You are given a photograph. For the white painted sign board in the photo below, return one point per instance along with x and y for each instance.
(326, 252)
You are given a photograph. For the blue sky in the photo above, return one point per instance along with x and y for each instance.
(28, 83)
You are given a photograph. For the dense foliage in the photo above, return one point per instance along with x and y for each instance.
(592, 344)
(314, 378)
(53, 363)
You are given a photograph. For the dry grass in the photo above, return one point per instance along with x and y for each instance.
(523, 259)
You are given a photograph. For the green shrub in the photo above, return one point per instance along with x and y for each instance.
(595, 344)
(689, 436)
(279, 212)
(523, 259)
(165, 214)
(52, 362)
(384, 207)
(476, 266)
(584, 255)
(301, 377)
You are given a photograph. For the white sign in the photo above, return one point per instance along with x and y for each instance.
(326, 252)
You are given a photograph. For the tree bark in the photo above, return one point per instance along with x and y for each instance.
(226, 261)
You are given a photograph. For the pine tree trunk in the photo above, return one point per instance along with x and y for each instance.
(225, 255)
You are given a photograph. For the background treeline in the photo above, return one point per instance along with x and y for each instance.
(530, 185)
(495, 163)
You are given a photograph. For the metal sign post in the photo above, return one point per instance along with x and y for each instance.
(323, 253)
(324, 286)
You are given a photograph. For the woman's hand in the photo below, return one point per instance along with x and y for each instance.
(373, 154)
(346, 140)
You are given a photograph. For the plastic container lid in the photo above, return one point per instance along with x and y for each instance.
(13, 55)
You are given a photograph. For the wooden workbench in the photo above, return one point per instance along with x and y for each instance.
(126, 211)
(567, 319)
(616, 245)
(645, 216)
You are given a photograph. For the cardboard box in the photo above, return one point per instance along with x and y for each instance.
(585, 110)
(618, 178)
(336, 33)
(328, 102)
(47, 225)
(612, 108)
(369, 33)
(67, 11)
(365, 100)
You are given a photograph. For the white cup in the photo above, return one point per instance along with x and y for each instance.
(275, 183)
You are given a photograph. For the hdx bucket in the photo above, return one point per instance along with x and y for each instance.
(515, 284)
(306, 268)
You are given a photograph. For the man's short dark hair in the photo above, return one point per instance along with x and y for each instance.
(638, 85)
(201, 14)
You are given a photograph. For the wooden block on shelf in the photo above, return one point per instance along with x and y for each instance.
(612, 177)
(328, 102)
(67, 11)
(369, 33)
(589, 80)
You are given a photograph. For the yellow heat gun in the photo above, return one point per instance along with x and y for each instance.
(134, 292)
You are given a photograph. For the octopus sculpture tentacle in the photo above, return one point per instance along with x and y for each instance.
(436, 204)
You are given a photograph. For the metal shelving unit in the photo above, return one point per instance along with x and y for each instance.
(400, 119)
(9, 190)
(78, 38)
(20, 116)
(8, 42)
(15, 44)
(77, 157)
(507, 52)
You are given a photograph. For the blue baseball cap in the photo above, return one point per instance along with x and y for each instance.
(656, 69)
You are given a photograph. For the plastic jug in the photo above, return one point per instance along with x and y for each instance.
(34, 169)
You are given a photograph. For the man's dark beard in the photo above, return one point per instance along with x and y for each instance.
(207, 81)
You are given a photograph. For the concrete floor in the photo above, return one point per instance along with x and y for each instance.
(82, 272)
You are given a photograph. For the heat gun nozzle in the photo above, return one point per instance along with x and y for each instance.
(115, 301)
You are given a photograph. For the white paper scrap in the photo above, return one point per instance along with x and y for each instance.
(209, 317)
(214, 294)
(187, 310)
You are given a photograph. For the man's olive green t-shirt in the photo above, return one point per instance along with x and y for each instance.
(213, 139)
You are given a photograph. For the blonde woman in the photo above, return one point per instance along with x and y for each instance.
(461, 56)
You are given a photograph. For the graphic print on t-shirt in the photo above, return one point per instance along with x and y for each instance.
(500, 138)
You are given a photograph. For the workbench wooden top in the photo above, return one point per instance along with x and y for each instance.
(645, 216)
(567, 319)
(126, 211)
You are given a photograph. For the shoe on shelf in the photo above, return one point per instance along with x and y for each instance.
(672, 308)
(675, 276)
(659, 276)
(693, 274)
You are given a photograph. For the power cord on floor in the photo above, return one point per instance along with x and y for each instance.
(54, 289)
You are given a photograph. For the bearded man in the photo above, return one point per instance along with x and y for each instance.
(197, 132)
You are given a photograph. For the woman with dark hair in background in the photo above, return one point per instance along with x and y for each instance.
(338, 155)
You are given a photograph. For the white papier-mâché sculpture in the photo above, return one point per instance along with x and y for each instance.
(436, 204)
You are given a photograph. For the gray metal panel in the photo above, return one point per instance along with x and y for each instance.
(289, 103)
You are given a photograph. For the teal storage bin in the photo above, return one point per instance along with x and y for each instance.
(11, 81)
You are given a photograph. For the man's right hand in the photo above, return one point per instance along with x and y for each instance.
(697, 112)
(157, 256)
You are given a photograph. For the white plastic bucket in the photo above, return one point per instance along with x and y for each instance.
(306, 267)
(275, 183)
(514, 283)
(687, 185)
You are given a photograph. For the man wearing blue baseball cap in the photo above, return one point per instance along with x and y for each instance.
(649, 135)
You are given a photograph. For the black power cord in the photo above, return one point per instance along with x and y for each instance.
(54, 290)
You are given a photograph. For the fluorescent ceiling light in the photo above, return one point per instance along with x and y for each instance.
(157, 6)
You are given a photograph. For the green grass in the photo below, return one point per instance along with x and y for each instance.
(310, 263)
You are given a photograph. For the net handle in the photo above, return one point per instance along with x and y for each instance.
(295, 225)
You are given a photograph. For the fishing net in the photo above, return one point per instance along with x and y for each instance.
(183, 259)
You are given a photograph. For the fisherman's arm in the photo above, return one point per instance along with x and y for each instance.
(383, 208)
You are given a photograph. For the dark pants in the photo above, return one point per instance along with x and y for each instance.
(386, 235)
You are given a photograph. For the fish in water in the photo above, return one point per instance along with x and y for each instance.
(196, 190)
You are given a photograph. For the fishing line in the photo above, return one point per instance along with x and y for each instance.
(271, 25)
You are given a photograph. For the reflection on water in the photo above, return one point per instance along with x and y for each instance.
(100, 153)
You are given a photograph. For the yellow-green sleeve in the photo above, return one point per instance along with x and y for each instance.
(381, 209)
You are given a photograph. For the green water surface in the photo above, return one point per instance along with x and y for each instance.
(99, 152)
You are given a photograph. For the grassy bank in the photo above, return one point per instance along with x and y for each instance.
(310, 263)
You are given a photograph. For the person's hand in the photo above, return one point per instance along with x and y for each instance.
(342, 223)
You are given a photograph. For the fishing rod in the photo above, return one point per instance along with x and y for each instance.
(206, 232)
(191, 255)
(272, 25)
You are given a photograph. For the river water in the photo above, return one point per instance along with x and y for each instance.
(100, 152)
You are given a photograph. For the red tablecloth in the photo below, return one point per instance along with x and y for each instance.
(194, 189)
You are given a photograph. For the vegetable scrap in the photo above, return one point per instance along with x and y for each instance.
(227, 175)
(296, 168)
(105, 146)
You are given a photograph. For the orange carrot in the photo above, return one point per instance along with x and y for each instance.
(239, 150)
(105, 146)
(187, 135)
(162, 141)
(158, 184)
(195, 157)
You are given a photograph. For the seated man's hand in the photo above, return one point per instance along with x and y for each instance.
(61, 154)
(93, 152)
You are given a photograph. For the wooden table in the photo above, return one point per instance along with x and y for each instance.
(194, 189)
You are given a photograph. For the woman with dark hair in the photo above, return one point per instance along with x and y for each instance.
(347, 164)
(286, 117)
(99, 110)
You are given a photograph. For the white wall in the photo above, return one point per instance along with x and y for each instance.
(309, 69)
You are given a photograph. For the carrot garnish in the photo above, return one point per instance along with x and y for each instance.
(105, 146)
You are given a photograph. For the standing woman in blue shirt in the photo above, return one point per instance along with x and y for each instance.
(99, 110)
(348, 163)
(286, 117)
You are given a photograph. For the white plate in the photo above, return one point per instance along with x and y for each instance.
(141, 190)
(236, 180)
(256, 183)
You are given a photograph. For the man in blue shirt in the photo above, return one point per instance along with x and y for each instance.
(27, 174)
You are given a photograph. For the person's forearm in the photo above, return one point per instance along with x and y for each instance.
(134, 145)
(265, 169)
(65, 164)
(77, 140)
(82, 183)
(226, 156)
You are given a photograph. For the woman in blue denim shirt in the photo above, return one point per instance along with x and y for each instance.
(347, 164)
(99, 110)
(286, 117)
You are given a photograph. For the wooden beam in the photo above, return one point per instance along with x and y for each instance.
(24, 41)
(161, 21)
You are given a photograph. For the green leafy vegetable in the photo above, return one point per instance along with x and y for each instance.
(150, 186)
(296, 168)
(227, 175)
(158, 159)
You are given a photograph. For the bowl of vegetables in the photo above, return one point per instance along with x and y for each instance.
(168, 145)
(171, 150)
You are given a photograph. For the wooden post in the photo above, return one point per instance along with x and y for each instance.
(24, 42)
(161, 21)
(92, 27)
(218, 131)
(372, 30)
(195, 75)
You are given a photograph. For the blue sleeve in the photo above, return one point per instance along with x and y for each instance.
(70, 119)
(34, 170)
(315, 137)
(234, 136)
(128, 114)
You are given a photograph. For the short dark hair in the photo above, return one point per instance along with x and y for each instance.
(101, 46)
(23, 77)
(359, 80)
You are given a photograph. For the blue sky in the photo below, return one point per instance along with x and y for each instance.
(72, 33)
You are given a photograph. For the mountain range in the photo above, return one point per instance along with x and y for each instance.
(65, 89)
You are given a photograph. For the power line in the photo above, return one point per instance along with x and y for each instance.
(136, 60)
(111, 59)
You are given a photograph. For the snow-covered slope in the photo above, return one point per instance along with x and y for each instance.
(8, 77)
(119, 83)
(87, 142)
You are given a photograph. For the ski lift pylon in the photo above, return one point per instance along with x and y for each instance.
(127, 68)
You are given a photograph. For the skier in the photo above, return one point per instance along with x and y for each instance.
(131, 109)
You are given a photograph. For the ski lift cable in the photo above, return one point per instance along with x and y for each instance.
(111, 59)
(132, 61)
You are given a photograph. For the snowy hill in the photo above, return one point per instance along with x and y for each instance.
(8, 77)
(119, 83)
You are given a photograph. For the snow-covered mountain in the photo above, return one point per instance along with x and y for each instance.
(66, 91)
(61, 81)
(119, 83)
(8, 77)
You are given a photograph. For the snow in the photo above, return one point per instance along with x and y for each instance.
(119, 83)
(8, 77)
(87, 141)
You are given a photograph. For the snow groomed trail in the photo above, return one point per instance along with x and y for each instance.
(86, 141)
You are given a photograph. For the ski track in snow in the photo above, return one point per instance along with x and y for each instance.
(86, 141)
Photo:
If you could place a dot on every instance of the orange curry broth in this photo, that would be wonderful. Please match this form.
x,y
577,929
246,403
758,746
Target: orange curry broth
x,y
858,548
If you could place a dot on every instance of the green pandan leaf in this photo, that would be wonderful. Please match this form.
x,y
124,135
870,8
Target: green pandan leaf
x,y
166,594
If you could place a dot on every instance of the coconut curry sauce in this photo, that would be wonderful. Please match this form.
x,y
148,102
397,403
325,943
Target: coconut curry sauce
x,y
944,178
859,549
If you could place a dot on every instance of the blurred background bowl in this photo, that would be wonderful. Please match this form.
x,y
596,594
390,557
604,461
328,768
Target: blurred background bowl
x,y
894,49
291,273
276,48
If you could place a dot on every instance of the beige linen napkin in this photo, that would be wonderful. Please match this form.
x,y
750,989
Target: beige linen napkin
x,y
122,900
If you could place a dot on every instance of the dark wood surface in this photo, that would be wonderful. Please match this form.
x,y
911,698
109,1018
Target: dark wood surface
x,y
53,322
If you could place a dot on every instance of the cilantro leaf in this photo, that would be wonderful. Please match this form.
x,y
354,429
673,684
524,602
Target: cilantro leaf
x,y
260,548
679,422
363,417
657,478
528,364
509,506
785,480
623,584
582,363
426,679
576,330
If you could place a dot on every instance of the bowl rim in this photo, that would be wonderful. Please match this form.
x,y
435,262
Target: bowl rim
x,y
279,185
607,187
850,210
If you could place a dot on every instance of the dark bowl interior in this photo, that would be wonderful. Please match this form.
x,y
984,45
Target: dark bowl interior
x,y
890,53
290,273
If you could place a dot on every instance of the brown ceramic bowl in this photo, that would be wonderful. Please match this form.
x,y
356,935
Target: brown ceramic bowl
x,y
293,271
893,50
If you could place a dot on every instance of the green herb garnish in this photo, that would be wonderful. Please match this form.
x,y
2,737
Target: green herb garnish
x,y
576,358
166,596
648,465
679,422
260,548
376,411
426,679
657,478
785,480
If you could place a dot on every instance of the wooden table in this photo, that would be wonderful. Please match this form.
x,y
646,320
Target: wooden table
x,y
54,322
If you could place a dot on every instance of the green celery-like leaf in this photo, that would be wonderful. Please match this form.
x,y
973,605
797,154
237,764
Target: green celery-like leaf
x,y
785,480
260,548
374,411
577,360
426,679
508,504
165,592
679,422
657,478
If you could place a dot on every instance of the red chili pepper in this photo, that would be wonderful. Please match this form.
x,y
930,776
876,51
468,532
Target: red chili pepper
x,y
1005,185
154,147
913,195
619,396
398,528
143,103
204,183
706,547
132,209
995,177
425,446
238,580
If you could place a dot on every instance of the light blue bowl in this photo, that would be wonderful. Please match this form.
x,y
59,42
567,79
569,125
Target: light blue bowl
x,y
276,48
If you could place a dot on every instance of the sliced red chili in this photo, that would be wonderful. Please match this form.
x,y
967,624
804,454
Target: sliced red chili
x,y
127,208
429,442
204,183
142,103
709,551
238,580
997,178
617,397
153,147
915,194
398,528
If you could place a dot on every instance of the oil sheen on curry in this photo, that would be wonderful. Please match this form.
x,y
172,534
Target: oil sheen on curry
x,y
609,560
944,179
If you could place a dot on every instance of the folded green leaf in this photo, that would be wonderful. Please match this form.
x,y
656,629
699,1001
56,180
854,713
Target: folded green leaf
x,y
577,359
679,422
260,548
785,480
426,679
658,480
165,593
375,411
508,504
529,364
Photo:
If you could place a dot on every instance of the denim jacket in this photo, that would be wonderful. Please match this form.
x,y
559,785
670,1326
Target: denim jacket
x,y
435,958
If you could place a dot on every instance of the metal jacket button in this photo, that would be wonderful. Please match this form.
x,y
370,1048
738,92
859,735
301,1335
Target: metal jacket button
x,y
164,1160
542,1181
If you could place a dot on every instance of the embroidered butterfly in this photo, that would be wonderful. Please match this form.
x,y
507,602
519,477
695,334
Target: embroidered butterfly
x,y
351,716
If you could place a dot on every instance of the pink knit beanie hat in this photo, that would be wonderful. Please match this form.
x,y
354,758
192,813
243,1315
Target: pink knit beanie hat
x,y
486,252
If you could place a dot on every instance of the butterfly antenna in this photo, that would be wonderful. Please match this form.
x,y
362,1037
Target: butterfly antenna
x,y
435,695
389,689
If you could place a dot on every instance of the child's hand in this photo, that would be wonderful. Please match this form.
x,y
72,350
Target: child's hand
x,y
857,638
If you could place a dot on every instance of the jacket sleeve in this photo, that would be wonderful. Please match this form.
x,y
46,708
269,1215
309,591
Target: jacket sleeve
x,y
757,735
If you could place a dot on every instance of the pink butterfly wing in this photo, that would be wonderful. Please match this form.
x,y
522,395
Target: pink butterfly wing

☆ ☆ ☆

● **What to produce**
How many lines of the material contain the string "wing"? Answer with the number and nothing else.

● **Result**
2